■ Exercise directions: Using the piece about a Sunday walk to the market, explain in one to three sentences why the writer is fine with waiting a while longer for blossoms and tulips.

■ Excerpt to read:
══════════════════════════════
I’d like you to think back to last Sunday, when it was considerably warmer than it is now. Do you feel that mid morning Sunday sun warm against your curtains? Can you see your coats, hats, scarves and gloves hanging empty on hangers and hooks? Can you feel a hint of spring?

As my friend, Francesca, and I walked to the market, there were rowers on a near-flat harbour, children on scooters and roller-blades and the waterfront cafés spreading out along the boardwalk. People wandered back from the markets, green market bags in one hand, coffee in the other. It was the very definition of a perfect Sunday morning.

On our way to the market I let myself think, for only a second, of spring pasta with fresh asparagus. I thought maybe winter had released her grip and we could start to think about storing our woolen jackets, unplugging the electric blankets and, of course, fresh asparagus.

Upon arrival at the market, the winter staples sat smugly in their crates, confident of their position in our kitchens for at least another month. My hopes of new asparagus dashed, Francesca and I bought winter greens: petite broccoli heads, spinach bunched roughly with an elastic band, half a savoy cabbage with a scorpion shaped core and a tall leek with leaves perfect for poking out of a market bag; you’re a proper market goer with a leek sticking out of your bag. We wore sunglasses and made summer plans for barbeques on the balcony and long, icy drinks with Pimm’s.

Then, later in the afternoon, the deep clouds rolled in, the hail started and flurries of snow hovered in the half darkness. And now, this week: snow in the city centre, the pine covered hills behind Thorndon are speckled in white and the roads resemble cookie and cream ice cream.

We still have a while to go until blossoms and tulips. I’m ok with that.

Because what this polar blast really means is hearty stews, thick soups, a dozen cups of tea a day, steamed puddings, warm bread rolls hiding meltey butter and, apple crumble cake. Thrashing storms, house-shaking thunder and slushy rain are really the only conditions in which one should eat apple crumble cake.
══════════════════════════════
■ Listed entries:
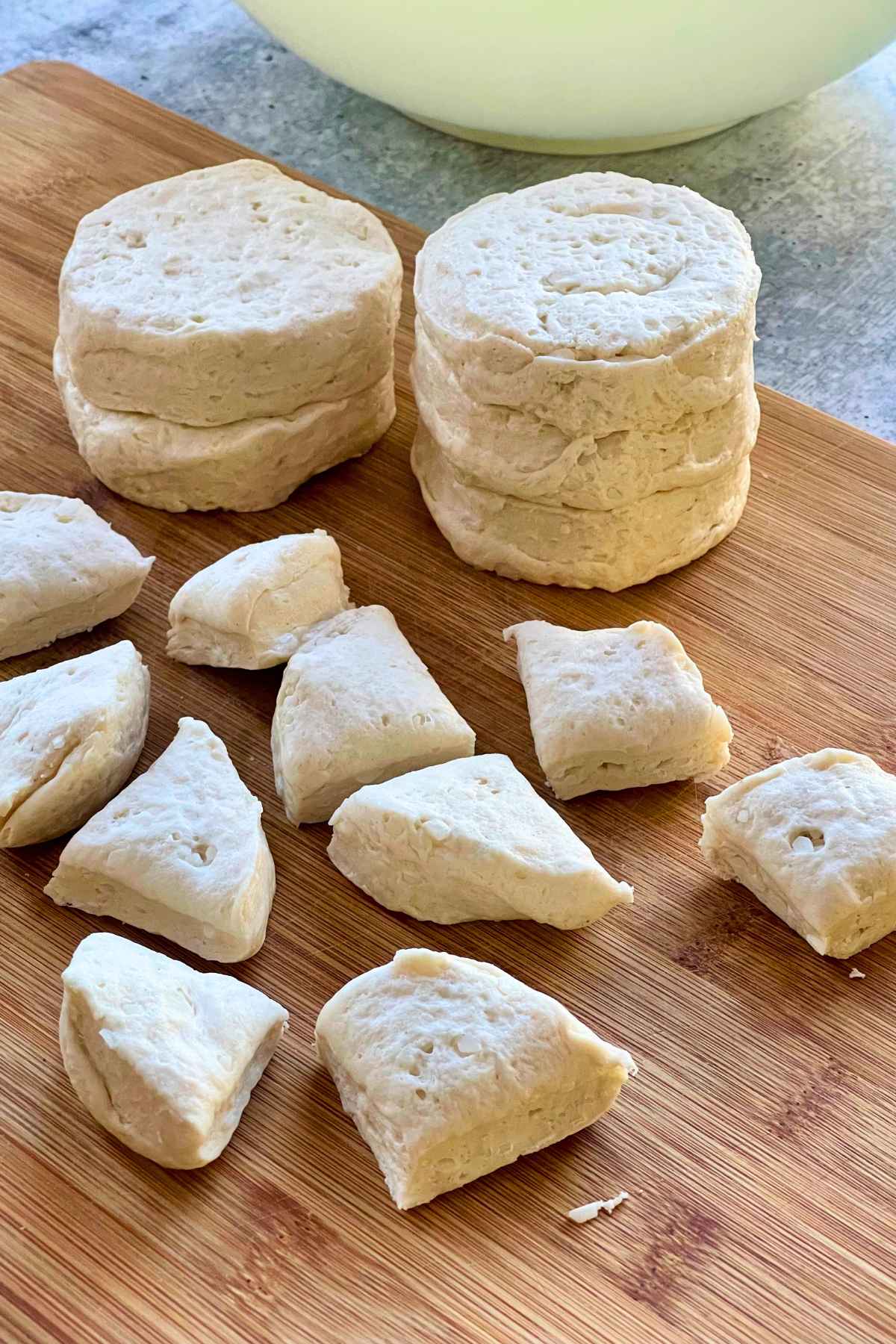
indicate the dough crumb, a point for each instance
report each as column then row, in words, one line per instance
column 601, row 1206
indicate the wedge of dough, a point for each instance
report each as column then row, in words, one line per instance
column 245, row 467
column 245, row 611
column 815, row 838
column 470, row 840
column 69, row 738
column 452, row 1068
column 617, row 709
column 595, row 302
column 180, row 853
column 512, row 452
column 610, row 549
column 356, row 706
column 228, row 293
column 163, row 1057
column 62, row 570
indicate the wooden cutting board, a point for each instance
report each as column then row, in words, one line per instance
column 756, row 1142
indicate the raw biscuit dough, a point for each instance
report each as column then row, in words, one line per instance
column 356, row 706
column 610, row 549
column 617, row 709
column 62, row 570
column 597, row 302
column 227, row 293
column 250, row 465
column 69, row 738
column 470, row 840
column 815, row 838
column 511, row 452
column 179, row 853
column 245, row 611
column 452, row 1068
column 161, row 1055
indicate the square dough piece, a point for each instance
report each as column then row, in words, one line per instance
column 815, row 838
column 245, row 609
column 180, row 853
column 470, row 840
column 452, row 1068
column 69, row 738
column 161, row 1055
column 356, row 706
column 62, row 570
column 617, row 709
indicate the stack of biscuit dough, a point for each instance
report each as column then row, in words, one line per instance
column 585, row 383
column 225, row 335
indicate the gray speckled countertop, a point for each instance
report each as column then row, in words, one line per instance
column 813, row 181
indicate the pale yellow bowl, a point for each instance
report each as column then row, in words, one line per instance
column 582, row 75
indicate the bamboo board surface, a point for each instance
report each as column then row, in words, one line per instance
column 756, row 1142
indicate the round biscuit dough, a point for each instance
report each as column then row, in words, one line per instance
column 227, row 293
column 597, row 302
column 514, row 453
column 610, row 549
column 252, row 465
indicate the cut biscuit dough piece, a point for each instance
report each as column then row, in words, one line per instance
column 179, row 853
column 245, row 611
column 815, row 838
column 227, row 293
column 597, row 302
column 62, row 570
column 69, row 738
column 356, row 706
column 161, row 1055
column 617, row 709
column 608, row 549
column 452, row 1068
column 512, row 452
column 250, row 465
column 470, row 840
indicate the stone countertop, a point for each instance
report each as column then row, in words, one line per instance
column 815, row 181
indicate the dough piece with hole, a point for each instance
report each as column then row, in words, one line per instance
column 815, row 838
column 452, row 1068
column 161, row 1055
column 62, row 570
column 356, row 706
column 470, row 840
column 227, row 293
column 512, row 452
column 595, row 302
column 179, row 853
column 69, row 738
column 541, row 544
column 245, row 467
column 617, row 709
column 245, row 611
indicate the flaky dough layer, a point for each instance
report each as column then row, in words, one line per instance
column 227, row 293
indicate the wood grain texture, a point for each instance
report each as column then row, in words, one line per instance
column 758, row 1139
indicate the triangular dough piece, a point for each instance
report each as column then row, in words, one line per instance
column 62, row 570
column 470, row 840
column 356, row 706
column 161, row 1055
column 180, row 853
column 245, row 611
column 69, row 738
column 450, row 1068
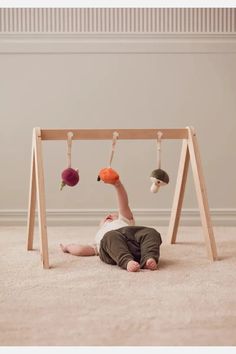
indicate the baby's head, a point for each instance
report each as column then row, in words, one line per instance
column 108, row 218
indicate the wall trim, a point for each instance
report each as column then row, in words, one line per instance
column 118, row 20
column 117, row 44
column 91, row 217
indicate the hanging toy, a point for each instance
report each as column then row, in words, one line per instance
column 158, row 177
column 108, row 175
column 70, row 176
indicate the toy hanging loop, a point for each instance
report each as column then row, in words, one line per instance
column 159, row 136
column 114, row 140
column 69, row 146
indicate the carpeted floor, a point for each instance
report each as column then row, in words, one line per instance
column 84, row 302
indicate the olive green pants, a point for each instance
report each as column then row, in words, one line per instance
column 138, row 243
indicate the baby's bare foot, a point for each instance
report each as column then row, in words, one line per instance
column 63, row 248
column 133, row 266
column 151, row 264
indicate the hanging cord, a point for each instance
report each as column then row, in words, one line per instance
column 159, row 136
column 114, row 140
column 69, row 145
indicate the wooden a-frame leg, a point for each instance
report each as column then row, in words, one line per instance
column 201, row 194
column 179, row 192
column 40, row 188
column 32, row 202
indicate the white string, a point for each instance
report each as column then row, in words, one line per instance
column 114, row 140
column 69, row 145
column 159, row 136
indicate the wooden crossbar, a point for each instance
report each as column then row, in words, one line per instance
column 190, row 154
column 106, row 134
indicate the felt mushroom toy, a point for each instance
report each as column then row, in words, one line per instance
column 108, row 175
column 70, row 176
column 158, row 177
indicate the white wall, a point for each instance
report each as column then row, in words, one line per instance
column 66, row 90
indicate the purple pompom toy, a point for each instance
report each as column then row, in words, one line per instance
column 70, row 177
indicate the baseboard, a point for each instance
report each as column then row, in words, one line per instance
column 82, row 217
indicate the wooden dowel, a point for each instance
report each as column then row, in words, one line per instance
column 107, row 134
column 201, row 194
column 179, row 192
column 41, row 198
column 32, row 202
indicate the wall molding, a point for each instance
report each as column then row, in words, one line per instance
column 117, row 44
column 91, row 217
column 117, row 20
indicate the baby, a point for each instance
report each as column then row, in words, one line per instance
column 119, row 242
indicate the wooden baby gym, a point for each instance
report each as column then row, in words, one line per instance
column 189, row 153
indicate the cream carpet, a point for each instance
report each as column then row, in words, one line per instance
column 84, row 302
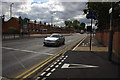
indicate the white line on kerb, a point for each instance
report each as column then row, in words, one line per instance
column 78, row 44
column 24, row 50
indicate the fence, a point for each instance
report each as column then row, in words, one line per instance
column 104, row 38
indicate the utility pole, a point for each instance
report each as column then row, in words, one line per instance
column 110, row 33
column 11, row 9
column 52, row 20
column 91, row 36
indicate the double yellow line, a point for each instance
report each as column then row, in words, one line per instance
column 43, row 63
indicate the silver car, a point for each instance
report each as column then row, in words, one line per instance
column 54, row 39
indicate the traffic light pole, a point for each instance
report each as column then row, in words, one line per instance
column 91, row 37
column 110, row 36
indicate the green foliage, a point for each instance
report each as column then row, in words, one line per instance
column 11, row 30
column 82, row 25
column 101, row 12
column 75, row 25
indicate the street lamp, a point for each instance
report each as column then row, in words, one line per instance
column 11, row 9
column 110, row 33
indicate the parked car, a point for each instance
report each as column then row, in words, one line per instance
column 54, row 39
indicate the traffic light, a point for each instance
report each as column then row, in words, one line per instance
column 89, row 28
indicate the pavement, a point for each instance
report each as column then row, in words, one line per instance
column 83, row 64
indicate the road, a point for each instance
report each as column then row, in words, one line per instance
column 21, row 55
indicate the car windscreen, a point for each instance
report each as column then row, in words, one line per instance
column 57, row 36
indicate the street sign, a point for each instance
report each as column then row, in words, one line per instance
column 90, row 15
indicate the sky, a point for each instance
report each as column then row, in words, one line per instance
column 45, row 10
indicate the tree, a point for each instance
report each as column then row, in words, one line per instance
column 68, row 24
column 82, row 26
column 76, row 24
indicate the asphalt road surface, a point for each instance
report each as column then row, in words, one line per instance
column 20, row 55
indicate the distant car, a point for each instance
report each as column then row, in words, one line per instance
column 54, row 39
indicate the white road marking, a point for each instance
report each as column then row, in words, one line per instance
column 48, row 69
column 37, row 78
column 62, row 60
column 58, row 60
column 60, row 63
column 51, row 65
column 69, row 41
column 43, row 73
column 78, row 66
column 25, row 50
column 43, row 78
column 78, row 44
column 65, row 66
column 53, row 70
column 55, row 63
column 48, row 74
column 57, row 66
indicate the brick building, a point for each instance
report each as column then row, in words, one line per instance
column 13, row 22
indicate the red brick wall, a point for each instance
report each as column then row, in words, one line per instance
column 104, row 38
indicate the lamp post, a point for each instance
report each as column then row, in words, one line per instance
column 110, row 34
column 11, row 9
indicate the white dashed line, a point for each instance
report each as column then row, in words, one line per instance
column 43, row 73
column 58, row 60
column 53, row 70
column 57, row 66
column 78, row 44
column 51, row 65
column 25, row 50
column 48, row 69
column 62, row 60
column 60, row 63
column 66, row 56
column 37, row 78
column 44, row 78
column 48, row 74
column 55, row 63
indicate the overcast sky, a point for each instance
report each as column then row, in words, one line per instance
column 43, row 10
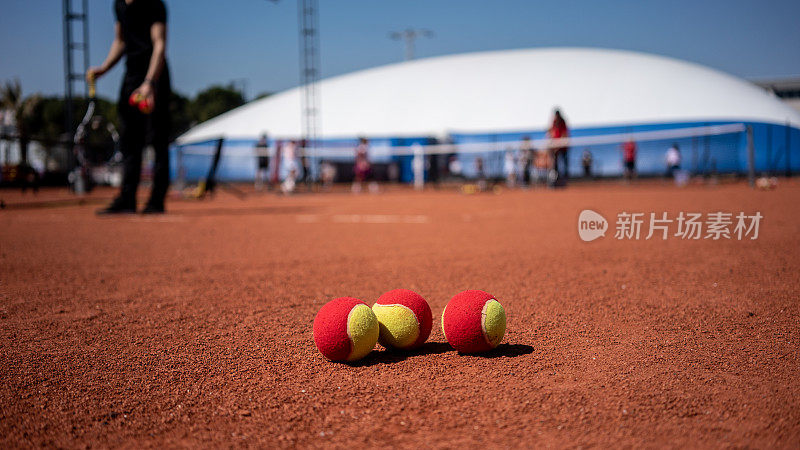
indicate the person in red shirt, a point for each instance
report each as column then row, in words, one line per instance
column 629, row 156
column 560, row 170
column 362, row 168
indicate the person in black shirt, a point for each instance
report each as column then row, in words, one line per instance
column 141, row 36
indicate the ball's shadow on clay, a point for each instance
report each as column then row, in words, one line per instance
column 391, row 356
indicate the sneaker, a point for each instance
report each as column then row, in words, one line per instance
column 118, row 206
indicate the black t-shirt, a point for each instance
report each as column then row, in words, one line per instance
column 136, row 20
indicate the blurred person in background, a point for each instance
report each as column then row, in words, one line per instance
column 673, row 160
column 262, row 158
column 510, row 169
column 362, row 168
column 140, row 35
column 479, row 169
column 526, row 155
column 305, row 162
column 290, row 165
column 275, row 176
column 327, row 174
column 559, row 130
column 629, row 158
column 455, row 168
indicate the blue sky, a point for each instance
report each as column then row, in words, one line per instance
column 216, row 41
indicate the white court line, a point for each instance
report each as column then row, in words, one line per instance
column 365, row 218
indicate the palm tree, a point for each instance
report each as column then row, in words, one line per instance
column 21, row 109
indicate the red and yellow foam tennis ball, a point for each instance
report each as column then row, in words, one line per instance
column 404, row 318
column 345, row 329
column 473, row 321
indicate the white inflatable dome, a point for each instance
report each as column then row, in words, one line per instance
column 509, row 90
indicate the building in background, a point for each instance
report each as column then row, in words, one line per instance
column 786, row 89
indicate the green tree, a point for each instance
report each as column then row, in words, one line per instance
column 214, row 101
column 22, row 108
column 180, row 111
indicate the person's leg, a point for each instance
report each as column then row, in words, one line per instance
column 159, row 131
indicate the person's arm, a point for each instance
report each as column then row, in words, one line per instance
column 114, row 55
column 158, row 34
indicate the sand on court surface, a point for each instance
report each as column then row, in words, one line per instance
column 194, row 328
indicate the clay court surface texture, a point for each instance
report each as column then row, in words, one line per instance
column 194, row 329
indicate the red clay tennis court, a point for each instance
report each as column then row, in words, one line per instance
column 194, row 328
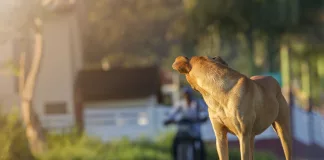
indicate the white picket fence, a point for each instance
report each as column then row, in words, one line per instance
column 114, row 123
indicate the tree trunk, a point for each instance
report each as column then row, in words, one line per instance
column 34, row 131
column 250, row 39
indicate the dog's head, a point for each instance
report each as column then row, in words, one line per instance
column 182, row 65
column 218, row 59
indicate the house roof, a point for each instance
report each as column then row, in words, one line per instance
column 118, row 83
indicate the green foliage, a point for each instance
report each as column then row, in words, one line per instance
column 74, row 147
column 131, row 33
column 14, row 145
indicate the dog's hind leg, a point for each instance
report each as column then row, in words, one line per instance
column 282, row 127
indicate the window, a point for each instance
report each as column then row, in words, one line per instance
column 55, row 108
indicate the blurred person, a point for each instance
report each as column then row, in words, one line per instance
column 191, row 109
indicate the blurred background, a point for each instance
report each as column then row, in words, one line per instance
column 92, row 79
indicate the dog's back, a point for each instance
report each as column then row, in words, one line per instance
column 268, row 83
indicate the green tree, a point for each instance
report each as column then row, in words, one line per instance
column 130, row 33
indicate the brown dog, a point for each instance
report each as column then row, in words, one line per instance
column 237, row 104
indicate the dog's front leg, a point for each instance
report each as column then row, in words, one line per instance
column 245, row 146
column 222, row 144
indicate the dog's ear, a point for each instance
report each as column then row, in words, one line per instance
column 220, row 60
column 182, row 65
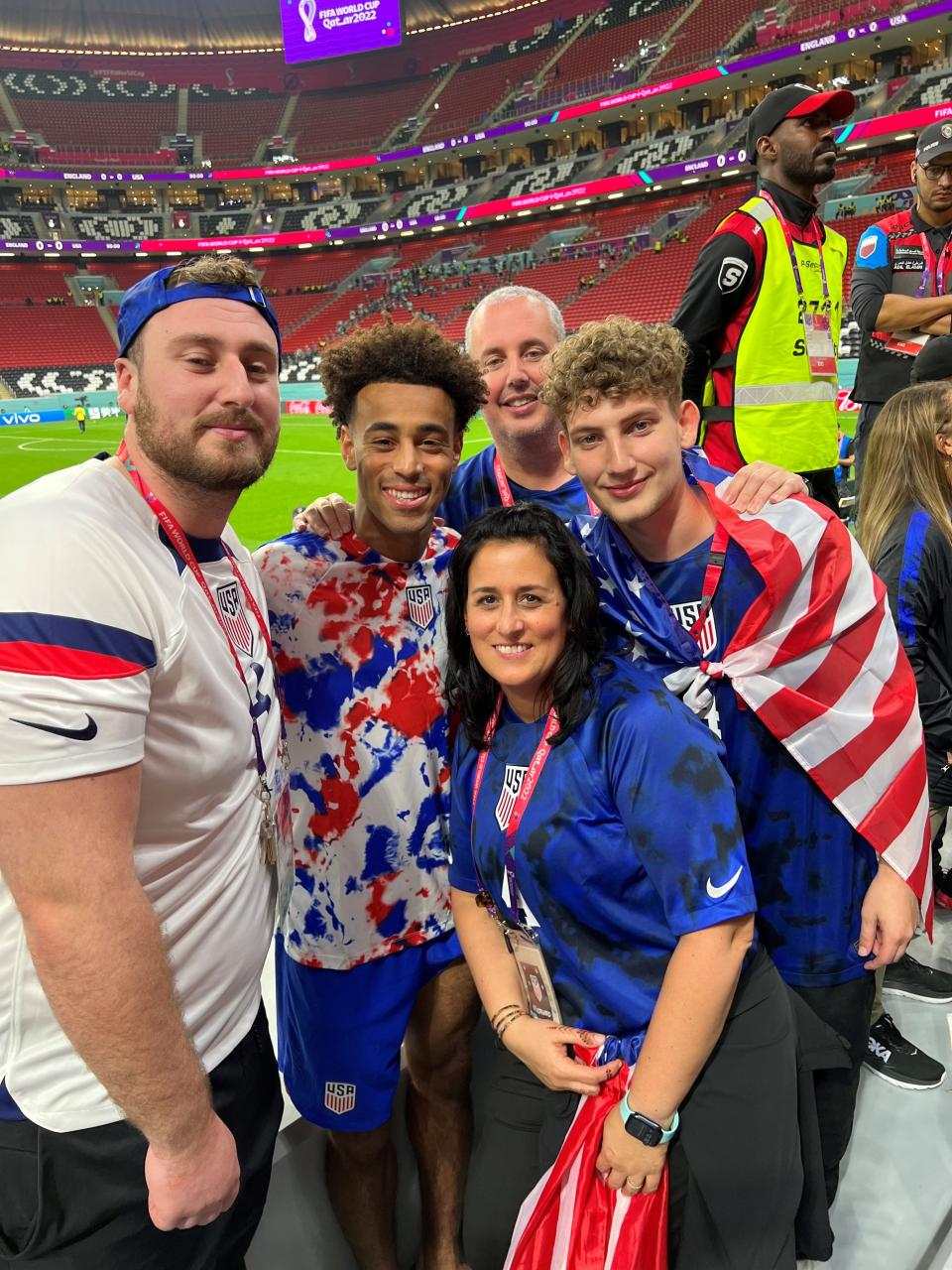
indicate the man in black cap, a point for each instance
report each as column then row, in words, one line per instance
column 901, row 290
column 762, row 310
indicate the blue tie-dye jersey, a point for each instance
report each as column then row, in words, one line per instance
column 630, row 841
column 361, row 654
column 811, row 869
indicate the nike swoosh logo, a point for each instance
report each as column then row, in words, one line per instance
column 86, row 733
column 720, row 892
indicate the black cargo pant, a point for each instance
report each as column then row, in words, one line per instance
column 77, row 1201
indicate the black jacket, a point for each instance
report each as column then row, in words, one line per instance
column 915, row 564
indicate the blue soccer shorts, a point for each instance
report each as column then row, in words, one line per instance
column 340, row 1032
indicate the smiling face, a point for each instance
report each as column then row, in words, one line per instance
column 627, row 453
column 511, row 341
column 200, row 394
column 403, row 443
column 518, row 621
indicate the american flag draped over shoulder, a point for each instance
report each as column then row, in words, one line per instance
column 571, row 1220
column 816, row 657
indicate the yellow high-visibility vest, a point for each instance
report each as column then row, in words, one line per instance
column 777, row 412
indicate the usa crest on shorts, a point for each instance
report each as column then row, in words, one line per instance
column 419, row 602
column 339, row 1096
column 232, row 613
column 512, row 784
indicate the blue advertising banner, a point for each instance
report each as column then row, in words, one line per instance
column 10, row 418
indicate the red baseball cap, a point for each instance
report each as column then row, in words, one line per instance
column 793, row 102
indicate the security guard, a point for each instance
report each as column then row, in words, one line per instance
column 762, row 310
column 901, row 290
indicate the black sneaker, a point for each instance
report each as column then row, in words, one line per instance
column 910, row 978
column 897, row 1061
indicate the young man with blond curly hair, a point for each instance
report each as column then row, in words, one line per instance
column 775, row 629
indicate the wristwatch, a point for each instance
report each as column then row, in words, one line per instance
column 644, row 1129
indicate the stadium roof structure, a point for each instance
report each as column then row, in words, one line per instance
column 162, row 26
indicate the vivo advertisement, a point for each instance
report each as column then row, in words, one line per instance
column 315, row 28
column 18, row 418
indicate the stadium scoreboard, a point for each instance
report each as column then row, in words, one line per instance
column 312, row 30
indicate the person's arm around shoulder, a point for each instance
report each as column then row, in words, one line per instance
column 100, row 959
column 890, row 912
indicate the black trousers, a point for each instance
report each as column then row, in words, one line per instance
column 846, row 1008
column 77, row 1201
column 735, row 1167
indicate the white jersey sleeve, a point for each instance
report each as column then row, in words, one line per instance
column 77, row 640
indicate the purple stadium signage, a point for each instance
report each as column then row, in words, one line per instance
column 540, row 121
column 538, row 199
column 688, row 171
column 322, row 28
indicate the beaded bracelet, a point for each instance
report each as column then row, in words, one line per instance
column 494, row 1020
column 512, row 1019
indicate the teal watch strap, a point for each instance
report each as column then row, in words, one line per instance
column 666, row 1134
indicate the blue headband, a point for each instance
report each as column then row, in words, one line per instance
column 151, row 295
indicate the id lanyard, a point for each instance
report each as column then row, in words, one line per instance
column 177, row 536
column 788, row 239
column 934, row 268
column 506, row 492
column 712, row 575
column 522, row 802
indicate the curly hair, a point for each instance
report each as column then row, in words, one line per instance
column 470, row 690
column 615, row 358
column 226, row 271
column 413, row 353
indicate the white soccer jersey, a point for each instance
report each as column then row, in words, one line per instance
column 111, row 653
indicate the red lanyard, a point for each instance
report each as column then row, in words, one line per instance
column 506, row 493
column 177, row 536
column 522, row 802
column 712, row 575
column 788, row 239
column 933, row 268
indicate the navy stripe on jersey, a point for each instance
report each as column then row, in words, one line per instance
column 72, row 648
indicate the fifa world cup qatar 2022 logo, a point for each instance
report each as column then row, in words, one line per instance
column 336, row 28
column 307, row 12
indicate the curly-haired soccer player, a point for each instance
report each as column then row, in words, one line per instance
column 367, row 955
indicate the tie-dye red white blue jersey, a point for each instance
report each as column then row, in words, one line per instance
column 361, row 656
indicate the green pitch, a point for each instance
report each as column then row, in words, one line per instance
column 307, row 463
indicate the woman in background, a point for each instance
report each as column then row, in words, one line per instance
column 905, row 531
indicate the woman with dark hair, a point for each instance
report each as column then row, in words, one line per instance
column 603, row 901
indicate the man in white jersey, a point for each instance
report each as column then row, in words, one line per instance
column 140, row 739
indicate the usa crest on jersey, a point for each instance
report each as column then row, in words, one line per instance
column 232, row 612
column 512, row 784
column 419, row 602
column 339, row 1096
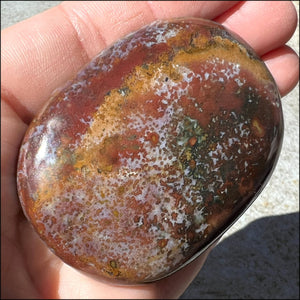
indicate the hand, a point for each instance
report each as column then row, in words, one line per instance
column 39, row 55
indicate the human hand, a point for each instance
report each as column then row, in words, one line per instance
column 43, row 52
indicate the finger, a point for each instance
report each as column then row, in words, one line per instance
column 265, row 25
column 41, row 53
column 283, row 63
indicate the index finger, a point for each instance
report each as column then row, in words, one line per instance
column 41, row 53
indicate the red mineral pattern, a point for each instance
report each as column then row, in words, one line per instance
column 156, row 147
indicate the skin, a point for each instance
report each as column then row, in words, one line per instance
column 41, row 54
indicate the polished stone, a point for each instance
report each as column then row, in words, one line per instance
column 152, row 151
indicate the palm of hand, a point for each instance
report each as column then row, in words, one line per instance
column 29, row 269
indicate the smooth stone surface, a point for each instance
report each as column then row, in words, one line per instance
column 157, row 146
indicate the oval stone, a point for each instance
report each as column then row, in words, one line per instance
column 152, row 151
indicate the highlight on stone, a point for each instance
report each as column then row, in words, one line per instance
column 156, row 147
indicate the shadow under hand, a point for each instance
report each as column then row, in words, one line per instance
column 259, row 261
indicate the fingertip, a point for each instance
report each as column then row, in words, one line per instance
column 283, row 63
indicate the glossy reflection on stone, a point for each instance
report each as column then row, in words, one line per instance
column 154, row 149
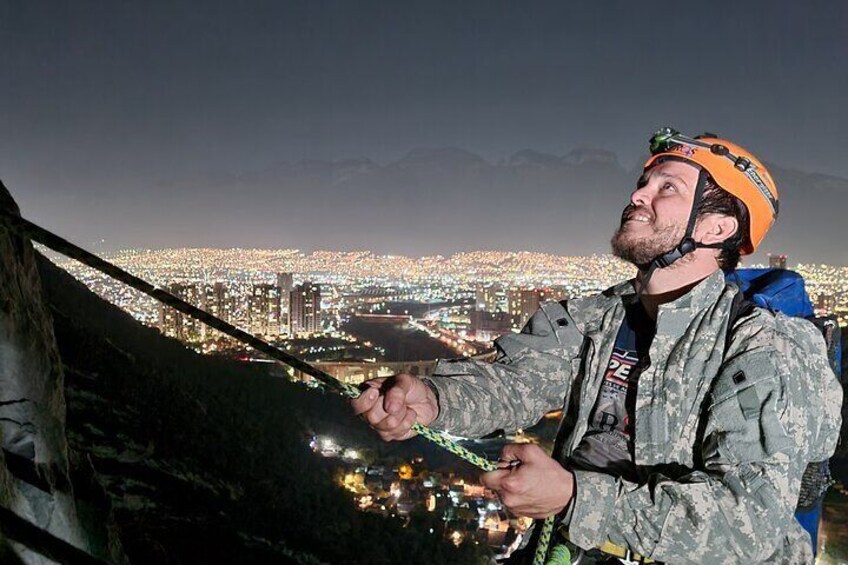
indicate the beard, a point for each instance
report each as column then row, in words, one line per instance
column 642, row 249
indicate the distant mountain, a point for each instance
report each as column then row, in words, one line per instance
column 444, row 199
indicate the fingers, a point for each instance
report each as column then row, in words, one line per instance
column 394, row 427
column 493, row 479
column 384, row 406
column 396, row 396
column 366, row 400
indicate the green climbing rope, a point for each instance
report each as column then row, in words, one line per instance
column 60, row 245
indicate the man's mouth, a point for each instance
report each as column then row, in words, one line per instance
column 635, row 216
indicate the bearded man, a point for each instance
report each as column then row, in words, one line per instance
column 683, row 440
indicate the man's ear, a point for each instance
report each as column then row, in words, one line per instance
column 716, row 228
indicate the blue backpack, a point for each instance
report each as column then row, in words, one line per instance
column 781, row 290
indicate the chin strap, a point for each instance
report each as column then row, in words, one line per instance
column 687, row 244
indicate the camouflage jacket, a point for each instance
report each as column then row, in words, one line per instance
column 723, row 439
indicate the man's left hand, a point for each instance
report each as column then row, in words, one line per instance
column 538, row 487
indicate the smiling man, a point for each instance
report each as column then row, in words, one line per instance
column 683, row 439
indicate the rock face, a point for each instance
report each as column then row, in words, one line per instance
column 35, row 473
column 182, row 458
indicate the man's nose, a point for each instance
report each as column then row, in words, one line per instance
══════════════════════════════
■ Written reply: The writer says the polar blast means hearty stews, thick soups, a dozen cups of tea a day, steamed puddings, warm bread rolls with melting butter and apple crumble cake. The writer adds that thrashing storms, house-shaking thunder and slushy rain are the only conditions in which one should eat apple crumble cake.